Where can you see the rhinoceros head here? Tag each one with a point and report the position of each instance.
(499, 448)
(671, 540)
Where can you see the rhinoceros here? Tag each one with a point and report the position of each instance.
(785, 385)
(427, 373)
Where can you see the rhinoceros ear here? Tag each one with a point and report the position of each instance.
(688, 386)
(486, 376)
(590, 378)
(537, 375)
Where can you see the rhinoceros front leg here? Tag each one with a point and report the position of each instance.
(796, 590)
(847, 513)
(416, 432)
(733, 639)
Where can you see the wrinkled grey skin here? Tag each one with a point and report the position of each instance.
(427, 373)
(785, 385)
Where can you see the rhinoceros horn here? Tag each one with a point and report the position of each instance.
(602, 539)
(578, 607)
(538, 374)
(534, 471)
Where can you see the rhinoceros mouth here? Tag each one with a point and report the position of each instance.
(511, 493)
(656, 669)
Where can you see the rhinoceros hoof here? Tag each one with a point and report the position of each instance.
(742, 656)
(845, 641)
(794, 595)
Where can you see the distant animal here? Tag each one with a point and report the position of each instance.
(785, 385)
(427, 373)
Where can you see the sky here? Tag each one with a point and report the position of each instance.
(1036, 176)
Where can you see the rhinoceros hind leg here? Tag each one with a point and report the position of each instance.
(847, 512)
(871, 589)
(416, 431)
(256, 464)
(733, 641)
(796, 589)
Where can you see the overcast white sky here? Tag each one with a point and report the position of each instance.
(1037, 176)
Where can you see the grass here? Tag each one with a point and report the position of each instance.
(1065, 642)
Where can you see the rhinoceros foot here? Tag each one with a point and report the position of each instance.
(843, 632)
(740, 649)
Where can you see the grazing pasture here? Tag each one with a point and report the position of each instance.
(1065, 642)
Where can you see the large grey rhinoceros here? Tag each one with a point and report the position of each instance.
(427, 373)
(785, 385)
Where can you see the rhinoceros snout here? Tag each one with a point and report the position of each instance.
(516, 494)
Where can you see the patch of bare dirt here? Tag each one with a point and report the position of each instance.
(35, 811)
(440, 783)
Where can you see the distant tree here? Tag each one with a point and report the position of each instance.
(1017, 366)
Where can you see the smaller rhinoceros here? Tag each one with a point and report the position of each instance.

## What is required
Only the line containing "Where can you see the rhinoceros snout" and the lines after it, through the end of the data, should be copied, exactly as they are.

## Result of the exercise
Where can you see the rhinoceros snout here? Tag each one with a point and report the position of each instance.
(516, 494)
Where can you see the patch of bare dirt here? Tag each one with a point and report the position of each instance.
(35, 811)
(440, 783)
Where can you see the distant tree here? Tag each one with a point and report the position of each instance.
(1017, 366)
Where can you see the smaller rhinoceros here? Tag each one with a point and report the position of each instance.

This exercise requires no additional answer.